The Old Covenant is coextensive with and collectively representative of theocratic Israel, defined by the Abrahamic, conditioned by the Mosaic, and focused by the Davidic Covenants. The Old Covenant, and thus each of these three covenants, differs from the New Covenant not merely in administration, but also in substance.

Nehemiah Coxe helps draw out the implications of this for circumcision:

Yet this restipulation [meaning counter-engagement or covenant response] (and consequently, the way and manner of obtaining covenant blessings, as well as the right by which we claim them) necessarily varies according to the different nature and terms of those covenants that God at any time makes with men. If the covenant be of works, the restipulation must be by doing the things required in it, even by fulfilling its condition in a perfect obedience to its law. Suitably, the reward is of debt according to the terms of such a covenant. (Do not understand it of debt absolutely but of debt by compact [Coxe is referring to covenantal merit here].) But if it be a covenant of free and sovereign grace, the restipulation required is a humble receiving or hearty believing of those gratuitous promises on which the covenant is established. Accordingly, the reward or covenant blessing is immediately and eminently of grace.

Required tasks:
1 – Please rewrite everything in the covenant passage from "The Old Covenant is" down to "also in substance.", putting "national Israel" in place of "theocratic Israel".
2 – According to the covenant passage, why does the restipulation differ from one covenant to another? Answer in one to three sentences.
3 – Answer these questions from the covenant passage:
(a) Which covenant conditions the Old Covenant?
(b) What meaning does the bracketed note give for "restipulation"?
(c) Under a covenant of free and sovereign grace, how does the reward or covenant blessing come?

Dataset records:
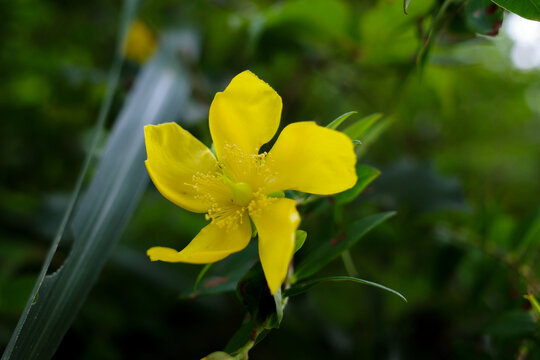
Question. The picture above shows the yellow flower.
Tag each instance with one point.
(236, 185)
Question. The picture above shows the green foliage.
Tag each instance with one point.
(332, 248)
(529, 9)
(302, 287)
(457, 154)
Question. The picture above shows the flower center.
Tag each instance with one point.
(241, 192)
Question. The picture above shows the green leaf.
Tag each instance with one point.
(200, 276)
(247, 332)
(226, 274)
(334, 124)
(330, 250)
(300, 288)
(357, 130)
(366, 175)
(483, 16)
(102, 212)
(406, 5)
(529, 9)
(300, 239)
(252, 290)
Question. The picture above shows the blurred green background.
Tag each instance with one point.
(459, 152)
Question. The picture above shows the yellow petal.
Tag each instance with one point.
(211, 244)
(312, 159)
(276, 224)
(174, 156)
(245, 115)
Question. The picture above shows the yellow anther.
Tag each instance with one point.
(241, 193)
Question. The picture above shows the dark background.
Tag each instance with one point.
(460, 162)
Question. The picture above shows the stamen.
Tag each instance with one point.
(259, 202)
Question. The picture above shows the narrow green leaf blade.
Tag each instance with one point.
(338, 121)
(357, 130)
(158, 95)
(529, 9)
(366, 174)
(225, 274)
(300, 288)
(331, 249)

Expected answers:
1 –
The Old Covenant is coextensive with and collectively representative of national Israel, defined by the Abrahamic, conditioned by the Mosaic, and focused by the Davidic Covenants. The Old Covenant, and thus each of these three covenants, differs from the New Covenant not merely in administration, but also in substance.

2 – The restipulation depends on the different nature and terms of the covenants God makes with men. A covenant of works requires perfect obedience to its law. A covenant of free and sovereign grace requires a humble receiving or hearty believing of its gratuitous promises.

3 –
(a) The Mosaic Covenant.
(b) Counter-engagement or covenant response.
(c) It comes immediately and eminently of grace.